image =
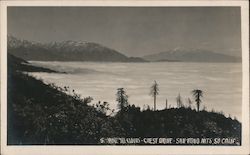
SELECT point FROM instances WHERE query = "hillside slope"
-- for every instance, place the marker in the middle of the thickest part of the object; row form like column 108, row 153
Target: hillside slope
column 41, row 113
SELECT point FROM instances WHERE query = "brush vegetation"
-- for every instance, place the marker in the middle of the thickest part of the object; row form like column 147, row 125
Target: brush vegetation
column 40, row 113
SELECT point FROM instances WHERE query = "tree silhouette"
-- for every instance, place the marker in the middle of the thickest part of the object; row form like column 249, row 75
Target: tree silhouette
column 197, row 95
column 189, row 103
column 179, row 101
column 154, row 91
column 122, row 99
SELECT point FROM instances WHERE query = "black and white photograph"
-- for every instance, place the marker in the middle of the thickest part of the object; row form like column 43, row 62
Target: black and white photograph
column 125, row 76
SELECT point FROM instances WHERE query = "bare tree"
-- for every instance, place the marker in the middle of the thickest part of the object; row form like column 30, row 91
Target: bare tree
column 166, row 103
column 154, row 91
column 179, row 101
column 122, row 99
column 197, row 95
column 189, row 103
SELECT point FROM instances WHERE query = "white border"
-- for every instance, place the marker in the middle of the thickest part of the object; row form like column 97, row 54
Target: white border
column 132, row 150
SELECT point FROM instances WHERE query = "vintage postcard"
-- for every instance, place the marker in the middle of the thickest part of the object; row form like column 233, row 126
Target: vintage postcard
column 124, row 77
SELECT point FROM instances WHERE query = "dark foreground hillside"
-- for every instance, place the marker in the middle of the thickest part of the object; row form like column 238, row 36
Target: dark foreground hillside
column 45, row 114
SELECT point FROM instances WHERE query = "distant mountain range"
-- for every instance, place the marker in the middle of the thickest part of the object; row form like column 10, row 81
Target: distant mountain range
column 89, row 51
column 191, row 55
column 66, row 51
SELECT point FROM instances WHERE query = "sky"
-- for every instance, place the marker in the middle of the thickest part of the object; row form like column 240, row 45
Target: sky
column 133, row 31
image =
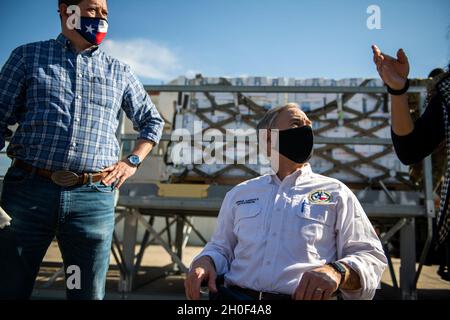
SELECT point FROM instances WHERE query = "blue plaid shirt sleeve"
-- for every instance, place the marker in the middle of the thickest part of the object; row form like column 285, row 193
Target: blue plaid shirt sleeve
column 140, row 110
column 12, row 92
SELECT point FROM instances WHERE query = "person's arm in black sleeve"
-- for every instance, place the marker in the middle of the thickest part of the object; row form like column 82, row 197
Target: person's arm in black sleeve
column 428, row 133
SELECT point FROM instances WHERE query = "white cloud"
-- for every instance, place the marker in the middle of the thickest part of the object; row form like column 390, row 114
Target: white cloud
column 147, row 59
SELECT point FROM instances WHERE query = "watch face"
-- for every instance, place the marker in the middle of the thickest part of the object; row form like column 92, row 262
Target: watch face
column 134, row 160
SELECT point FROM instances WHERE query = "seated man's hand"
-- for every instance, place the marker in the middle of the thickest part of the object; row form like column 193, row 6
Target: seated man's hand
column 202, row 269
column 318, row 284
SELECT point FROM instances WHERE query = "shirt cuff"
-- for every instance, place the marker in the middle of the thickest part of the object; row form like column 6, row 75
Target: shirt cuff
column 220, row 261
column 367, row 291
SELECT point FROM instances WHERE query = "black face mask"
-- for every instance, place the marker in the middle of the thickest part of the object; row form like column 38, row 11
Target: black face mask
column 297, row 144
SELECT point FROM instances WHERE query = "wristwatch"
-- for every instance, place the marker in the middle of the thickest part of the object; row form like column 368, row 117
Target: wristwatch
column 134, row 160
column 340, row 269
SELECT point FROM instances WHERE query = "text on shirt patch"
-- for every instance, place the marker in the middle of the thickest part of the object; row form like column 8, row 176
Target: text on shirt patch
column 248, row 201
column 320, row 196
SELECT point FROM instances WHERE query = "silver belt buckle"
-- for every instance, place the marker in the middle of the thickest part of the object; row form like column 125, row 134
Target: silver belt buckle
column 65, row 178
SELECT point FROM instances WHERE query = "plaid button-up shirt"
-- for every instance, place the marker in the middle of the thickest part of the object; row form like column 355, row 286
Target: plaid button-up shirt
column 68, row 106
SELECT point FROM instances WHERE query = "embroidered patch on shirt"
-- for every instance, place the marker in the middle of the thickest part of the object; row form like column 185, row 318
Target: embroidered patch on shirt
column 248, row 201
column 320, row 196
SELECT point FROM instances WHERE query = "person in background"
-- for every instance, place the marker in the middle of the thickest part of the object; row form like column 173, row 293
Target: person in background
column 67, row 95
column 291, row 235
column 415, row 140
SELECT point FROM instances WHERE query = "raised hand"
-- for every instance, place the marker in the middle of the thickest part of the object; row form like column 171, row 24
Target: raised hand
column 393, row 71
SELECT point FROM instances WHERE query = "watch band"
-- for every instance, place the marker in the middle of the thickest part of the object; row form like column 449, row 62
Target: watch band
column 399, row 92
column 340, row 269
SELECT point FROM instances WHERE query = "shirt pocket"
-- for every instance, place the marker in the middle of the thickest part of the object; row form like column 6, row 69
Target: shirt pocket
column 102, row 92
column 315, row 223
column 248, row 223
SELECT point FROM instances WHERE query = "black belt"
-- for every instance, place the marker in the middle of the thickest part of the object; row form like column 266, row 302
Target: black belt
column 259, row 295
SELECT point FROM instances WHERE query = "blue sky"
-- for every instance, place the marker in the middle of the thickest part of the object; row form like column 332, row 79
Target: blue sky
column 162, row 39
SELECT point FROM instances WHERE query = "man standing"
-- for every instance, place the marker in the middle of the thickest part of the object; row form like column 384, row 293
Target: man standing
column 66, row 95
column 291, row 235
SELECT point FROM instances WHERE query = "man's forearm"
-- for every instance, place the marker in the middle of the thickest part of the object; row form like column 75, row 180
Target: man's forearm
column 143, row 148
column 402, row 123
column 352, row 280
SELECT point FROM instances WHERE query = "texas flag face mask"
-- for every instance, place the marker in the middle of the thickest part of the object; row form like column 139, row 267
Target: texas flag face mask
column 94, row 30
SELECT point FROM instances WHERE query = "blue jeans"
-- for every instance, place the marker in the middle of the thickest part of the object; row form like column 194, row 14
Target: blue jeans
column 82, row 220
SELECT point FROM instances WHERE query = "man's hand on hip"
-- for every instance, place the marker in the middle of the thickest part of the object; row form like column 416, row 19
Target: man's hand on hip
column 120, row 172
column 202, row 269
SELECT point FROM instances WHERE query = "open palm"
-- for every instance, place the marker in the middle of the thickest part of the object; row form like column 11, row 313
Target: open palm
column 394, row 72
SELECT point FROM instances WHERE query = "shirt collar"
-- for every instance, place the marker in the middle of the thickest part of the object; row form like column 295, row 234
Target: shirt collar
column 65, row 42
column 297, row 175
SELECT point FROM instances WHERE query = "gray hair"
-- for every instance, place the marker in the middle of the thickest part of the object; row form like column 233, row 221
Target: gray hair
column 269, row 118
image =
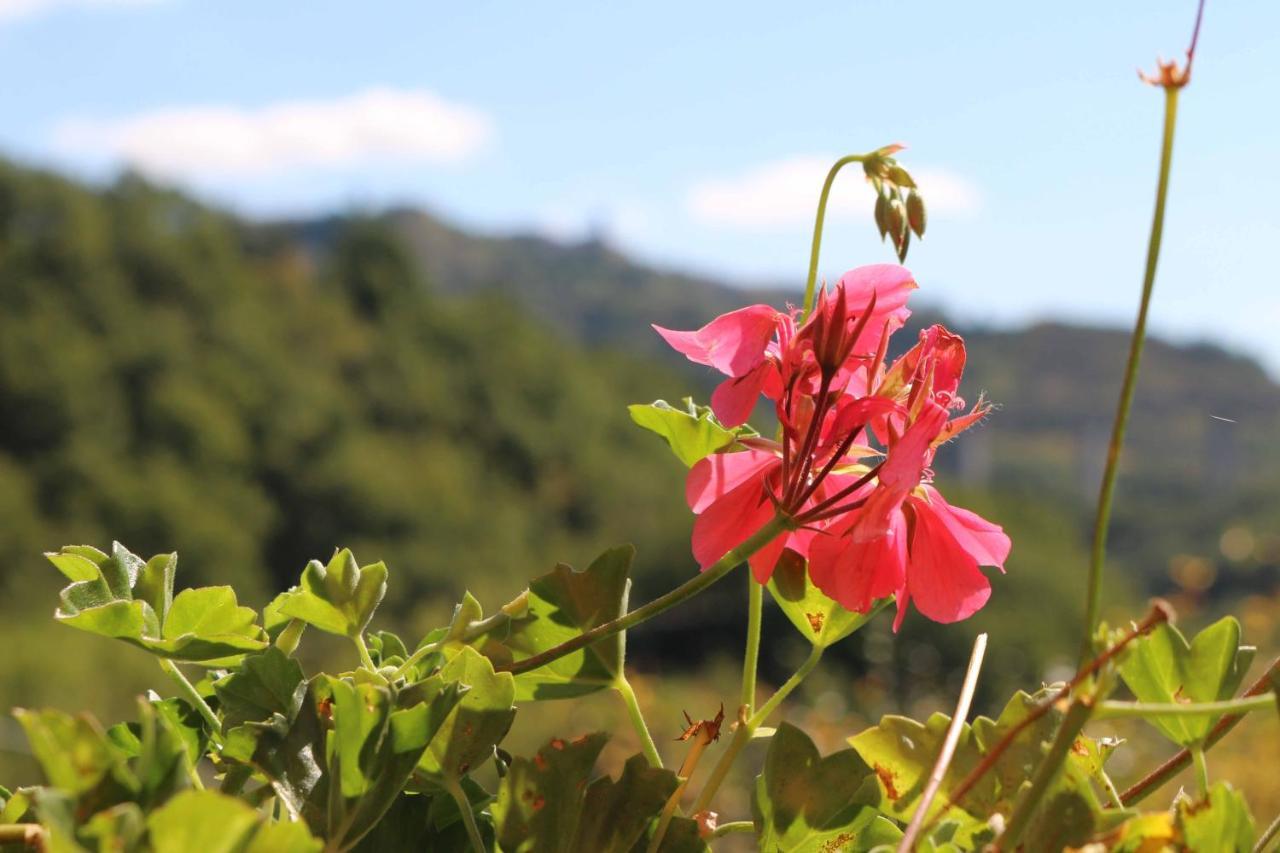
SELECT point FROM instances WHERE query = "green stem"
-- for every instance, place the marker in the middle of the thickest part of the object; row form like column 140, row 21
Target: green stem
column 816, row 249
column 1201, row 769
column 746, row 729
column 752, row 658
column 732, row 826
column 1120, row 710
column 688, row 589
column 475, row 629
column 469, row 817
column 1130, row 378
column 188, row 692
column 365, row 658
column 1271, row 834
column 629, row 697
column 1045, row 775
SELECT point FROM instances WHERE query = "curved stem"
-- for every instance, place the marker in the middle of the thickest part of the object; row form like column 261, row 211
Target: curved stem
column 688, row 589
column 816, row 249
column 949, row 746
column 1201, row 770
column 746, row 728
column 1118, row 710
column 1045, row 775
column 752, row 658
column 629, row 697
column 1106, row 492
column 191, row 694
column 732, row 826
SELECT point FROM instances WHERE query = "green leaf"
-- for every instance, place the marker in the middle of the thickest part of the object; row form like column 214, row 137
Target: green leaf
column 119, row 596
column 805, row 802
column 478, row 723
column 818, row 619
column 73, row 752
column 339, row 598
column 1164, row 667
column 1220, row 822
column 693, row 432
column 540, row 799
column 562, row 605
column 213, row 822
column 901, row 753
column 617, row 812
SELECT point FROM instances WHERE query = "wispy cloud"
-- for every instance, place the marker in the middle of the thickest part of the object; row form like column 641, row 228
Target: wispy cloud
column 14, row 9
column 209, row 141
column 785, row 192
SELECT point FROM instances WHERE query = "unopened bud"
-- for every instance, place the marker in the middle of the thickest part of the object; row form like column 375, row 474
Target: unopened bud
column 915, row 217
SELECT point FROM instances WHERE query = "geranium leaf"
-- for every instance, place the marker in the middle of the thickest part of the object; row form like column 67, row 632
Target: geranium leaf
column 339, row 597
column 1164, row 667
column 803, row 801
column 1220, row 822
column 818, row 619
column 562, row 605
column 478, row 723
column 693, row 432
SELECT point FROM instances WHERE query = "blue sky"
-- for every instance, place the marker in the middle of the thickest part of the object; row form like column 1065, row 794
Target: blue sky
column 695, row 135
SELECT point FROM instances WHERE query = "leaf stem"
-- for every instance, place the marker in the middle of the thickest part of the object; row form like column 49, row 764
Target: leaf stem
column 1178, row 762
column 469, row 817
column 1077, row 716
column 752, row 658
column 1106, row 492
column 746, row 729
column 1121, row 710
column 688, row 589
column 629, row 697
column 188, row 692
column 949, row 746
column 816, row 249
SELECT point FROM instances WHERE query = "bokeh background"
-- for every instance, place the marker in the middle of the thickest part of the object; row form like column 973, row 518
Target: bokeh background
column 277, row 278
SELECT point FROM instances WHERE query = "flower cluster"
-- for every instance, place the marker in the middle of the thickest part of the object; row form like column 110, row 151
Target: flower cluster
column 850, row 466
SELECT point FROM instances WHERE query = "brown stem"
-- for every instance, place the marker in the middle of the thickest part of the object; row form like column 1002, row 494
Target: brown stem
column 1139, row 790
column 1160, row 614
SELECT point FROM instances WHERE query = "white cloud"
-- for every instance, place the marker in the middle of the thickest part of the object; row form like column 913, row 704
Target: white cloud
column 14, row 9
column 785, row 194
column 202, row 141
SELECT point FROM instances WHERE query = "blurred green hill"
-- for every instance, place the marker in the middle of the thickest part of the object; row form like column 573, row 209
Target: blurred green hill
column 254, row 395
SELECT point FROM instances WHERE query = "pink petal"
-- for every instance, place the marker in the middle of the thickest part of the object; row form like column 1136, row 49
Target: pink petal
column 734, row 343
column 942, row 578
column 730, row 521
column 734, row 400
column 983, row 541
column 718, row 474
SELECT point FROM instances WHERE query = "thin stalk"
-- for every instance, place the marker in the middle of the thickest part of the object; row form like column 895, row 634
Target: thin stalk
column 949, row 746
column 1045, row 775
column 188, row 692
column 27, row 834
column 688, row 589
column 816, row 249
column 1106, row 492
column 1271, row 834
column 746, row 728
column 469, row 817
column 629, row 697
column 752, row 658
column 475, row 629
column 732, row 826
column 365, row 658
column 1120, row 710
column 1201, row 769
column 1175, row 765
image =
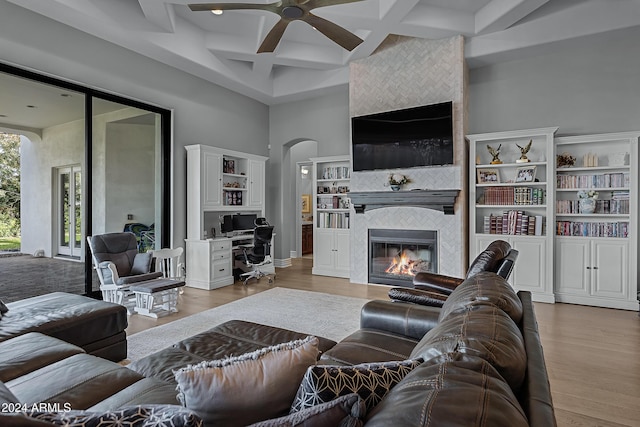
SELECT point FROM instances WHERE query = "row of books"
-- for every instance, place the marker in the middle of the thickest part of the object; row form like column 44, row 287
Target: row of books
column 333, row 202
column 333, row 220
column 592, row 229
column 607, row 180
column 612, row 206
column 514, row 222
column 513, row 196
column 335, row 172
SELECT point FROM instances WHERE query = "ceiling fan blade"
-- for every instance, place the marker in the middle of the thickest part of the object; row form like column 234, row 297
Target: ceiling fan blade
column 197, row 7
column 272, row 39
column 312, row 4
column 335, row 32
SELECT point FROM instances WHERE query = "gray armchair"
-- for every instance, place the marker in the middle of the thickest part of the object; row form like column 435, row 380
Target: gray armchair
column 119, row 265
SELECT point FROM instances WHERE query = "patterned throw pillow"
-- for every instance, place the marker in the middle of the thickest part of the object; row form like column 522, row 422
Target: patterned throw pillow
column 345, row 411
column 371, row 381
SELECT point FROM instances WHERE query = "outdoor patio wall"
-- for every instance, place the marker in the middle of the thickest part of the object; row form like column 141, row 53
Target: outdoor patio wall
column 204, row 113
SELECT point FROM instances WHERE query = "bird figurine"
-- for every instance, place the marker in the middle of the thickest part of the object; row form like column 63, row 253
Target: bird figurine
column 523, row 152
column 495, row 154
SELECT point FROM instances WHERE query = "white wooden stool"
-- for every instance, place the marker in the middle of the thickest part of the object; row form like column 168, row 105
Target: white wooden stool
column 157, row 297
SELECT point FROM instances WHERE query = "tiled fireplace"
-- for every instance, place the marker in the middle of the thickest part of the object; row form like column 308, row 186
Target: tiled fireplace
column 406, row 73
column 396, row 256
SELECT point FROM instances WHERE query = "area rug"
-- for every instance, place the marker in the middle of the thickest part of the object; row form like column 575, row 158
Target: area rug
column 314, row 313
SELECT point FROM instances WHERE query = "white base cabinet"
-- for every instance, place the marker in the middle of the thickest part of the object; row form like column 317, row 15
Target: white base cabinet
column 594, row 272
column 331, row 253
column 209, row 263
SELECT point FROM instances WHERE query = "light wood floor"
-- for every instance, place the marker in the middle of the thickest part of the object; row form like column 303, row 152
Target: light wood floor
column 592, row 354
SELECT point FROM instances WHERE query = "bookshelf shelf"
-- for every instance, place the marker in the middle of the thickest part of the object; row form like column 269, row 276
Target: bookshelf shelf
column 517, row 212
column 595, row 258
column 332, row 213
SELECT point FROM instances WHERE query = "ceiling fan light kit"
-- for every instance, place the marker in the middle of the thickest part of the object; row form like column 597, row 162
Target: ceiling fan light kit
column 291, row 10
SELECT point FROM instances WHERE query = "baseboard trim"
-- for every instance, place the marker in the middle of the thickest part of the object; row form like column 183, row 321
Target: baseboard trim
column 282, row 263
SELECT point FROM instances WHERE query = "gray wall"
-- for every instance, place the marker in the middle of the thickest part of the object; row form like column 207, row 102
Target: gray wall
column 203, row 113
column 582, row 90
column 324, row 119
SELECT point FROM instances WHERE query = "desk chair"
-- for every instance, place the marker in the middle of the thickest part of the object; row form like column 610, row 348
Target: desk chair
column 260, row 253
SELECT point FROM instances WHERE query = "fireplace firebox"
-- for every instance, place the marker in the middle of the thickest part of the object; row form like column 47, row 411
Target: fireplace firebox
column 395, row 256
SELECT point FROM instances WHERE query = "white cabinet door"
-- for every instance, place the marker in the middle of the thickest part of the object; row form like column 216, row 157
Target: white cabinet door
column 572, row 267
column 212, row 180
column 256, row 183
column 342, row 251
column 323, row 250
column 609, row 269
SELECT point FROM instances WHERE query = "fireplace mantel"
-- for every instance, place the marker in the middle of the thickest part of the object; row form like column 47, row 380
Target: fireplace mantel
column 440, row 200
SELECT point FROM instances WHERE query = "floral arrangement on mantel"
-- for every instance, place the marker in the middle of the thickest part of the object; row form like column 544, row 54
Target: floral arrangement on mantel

◆ ◆ ◆ ◆

• Exercise brief:
Could you restate word for word the lines above, from the one that contains "Target: embroidered patch on shirt" through the one that contains "171, row 24", and no others?

• Answer to this problem:
Target: embroidered patch on shirt
column 248, row 201
column 320, row 196
SELECT point FROM instances WHERE query = "person in background"
-- for every instance, place the marker in the middle of the thickest part of the object; row form like column 173, row 293
Target: person in background
column 67, row 95
column 291, row 235
column 415, row 140
SELECT point FROM instances WHERE query = "raised hand"
-- for every instance, place the marker in the middle of the thickest part of the object; row form like column 171, row 24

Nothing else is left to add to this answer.